------ DATA TO EXAMINE
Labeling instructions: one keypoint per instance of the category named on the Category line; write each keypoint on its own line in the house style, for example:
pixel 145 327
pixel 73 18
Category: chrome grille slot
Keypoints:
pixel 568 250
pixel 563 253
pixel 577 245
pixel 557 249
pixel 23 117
------------
------ DATA TO EXAMINE
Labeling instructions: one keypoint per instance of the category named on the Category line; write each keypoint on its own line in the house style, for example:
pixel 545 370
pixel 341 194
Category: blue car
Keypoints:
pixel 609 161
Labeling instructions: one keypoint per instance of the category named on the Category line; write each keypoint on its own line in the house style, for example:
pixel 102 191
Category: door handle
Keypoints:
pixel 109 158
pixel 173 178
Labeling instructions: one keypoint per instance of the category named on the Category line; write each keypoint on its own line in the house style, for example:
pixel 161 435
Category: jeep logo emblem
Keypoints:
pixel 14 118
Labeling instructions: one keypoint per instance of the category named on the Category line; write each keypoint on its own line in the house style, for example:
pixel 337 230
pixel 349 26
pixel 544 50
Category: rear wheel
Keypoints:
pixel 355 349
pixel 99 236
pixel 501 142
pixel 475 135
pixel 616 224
------------
------ DATA TO EXAMINE
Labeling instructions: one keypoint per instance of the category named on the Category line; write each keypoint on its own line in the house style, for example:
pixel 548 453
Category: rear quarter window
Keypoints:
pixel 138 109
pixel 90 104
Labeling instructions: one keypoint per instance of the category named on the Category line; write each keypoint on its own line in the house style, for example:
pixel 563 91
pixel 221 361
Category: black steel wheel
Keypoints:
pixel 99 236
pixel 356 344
------------
| WORK REQUEST |
Whenever the word "wheel" shows up in a line above, copy that line.

| WRITTEN RESPONSE |
Category: rear wheel
Category: black steel wheel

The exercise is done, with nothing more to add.